#### Ausgangstext:
Nur weil du es wiederholst, wird deine Aussage nicht richtig. In Afghanistan gab es schon eine Oberschicht (Adel im weiteren Sinne) bevor Alexander das einzig Richtige tat und rechtzeitig das Weite suchte. Die einzelnen Stämme Aghanistans haben Oberhäupter und hier genau liegt das Problem eine parlamentarische Demokratie einführen zu wollen.
Mir ist nichts bekannt von einer aristokratischen Oberschicht in Afghanistan. Aber vielleicht fehlen mir einfach die richtigen Informationen.
Was die Reisbauern angeht, so ist der Begriff eines kommunistischen Adels sicher lustig. Aber auch dahingehend treffend, daß der Vietcong straff organisiert war von einer Oberschicht, dem politischen Kader.
Der Vietcong wurde von Offizieren der Nordvietnamesischen Armee geführt. Es gab also eine Menge militärisches Organisationspotential, gesteuert aus Nordvietnam (und Moskau). Darüber hinaus mag Vietnam kein hochentwickeltes Land gewesen sein, aber eine Stammesgesellschaft war es sicherlich auch nicht.
Ich wollte auch nicht behaupten, dass der Vietcong aus Stammeskriegern rekrutiert wurde. Nur dass er einen sehr viel niedrigeren Organisationsgrad aufwies als seine Gegner und dass die Kämpfer nicht allein von politischen Kadern oder Politkommissaren aus Moskau in den Krieg gezwungen wurden. Es gab eine hohe innere Mobilisierung. Höher als im Süden des Landes und hoch genug, um eine Weltmacht zu besiegen.

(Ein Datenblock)
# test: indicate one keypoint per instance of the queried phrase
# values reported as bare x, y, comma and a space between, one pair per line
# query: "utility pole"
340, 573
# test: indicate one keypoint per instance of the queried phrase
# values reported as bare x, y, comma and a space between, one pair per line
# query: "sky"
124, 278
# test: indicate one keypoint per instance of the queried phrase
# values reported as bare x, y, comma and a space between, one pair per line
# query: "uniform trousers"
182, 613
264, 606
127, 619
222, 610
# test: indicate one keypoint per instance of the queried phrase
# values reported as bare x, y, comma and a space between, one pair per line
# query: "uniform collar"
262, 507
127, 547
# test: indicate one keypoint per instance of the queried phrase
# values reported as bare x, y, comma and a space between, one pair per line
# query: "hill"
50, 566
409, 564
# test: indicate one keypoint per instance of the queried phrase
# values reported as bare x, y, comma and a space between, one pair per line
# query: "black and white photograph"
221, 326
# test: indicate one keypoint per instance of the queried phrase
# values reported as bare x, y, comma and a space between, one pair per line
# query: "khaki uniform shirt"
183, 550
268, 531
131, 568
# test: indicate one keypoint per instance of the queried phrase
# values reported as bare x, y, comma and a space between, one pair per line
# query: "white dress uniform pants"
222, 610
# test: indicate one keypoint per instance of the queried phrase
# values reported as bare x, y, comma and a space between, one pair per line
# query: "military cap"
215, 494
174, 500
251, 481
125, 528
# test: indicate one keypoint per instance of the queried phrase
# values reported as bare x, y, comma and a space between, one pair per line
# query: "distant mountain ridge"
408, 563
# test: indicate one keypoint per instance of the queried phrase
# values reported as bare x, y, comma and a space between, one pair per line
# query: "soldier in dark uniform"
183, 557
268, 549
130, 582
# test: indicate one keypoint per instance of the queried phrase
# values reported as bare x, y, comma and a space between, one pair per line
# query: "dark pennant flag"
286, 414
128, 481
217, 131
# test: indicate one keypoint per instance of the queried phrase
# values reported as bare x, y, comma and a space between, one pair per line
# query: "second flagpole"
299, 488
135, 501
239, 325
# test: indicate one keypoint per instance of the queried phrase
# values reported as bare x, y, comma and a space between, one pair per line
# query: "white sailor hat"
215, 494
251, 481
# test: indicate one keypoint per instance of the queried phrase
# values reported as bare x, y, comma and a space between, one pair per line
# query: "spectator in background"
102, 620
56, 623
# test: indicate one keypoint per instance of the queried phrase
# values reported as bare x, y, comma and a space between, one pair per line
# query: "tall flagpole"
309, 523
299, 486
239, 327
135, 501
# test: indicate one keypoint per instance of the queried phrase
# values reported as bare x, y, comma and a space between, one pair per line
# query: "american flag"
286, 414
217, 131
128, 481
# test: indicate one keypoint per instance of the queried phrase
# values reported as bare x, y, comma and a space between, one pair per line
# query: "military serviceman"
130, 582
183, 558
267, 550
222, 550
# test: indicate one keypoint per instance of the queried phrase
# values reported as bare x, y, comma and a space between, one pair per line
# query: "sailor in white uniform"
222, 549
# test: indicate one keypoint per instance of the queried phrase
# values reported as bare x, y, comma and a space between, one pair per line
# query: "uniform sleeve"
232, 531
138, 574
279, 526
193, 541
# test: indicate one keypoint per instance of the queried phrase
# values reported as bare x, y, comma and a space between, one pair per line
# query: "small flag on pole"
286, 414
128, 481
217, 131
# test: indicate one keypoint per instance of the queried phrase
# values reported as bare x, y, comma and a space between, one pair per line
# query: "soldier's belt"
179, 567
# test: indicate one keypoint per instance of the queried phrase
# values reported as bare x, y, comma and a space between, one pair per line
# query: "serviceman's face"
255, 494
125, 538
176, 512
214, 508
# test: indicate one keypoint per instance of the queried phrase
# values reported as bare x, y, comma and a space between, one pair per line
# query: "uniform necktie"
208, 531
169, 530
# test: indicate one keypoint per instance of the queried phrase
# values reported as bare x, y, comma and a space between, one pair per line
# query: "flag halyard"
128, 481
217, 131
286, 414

==

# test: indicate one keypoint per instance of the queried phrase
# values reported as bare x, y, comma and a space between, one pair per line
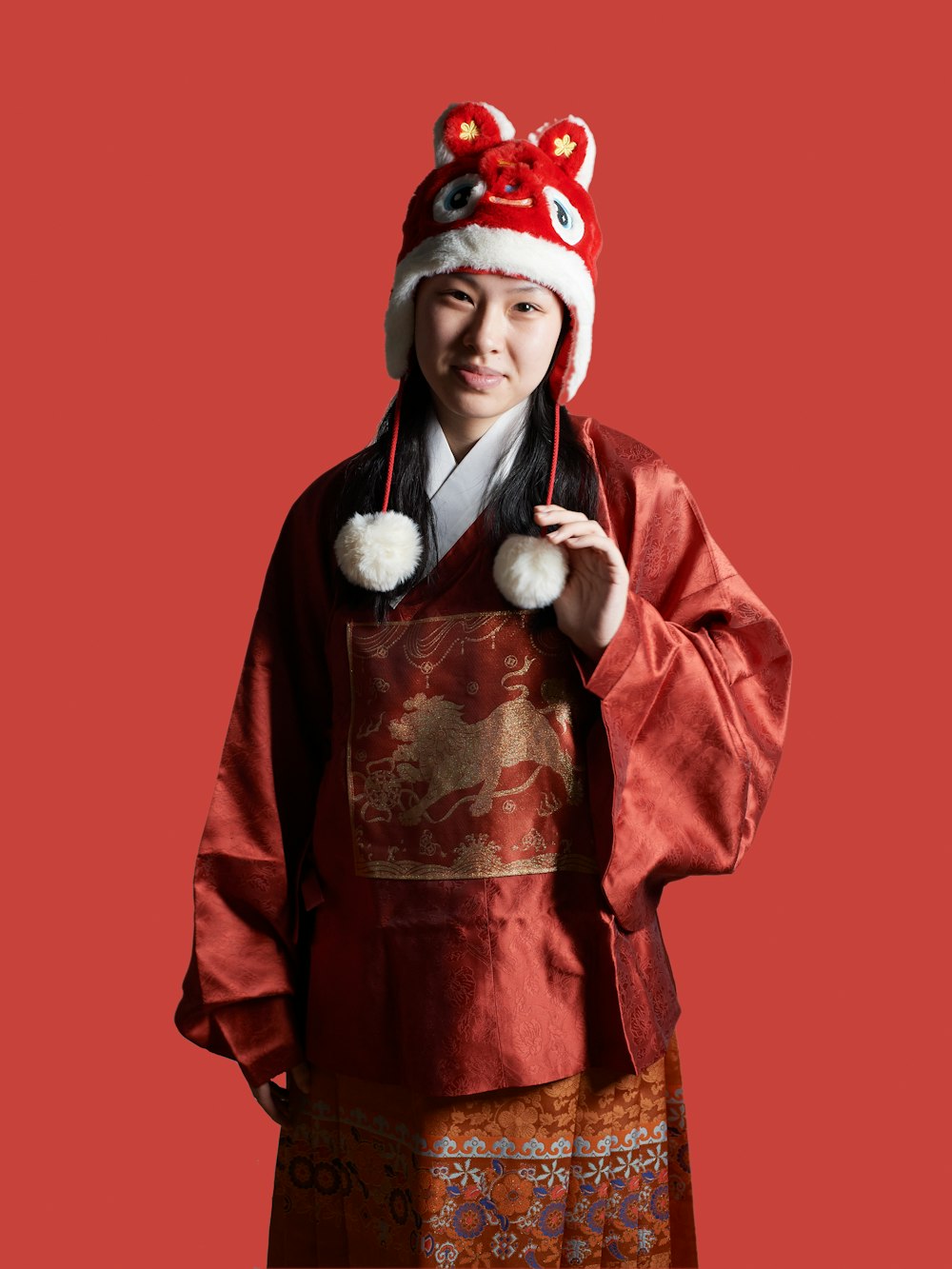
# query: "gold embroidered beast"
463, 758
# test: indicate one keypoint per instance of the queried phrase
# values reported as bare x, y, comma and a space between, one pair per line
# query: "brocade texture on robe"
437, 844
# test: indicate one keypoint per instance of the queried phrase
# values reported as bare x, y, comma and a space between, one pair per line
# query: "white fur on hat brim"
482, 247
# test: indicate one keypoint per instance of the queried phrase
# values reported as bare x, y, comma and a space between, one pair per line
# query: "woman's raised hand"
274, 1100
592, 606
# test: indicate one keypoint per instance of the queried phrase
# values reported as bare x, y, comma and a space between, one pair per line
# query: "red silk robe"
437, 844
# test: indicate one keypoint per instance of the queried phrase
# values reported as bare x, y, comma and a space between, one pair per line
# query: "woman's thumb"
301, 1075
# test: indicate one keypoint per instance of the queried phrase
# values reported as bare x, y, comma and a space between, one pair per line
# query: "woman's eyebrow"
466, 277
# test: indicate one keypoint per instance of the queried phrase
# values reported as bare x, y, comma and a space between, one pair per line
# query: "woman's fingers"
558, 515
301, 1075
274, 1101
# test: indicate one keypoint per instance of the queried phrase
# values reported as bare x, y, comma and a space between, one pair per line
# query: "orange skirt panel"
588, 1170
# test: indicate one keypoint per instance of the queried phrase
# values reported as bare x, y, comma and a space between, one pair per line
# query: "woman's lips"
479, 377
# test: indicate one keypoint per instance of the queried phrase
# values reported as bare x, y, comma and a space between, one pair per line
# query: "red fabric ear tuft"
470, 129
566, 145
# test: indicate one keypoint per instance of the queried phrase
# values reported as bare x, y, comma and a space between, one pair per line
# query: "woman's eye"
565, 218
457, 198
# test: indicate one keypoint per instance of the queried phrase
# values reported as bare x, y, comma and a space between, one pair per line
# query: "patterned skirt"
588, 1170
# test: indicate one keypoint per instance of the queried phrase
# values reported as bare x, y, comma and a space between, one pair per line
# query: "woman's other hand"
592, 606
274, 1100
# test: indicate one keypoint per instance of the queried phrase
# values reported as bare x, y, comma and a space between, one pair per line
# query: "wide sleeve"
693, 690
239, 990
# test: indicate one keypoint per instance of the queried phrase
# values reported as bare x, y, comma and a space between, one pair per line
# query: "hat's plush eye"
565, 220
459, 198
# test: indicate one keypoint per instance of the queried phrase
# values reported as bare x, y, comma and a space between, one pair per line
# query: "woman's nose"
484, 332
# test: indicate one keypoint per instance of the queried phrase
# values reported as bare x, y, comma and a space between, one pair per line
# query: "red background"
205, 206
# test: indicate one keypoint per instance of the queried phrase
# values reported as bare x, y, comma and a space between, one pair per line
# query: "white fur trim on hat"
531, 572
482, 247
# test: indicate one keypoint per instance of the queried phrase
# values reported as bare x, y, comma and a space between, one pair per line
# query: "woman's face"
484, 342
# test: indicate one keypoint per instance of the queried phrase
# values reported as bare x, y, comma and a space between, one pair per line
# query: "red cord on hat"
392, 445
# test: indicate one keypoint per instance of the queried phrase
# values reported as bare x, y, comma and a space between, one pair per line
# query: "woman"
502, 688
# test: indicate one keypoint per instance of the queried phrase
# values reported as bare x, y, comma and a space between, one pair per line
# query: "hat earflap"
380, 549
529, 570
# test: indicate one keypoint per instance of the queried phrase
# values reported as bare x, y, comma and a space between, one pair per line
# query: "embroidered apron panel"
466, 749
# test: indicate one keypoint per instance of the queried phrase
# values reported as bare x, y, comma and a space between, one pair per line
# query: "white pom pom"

#### Zu erledigende Aufgaben:
A: Gib aus dem Ausgangstext den Abschnitt wortgetreu aus, beginnend mit „Was die Reisbauern“ und fortlaufend bis einschließlich „dem politischen Kader.“.
B: Von wem wurde der Vietcong laut Ausgangstext geführt?
Stütze dich dabei allein auf den Ausgangstext.

#### Endgültige Ergebnisse:
A:
Was die Reisbauern angeht, so ist der Begriff eines kommunistischen Adels sicher lustig. Aber auch dahingehend treffend, daß der Vietcong straff organisiert war von einer Oberschicht, dem politischen Kader.

B: Von Offizieren der Nordvietnamesischen Armee.